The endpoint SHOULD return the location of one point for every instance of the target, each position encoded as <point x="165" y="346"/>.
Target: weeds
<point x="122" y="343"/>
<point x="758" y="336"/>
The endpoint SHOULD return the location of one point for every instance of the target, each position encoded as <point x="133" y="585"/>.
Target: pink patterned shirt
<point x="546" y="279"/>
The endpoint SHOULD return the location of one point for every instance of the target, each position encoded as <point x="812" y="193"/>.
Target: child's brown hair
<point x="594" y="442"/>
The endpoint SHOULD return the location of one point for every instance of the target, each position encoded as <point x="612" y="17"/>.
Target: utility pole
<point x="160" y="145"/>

Activity
If a line of the listing contains the word "every", count it; then give the total and nothing else.

Solution to this task
4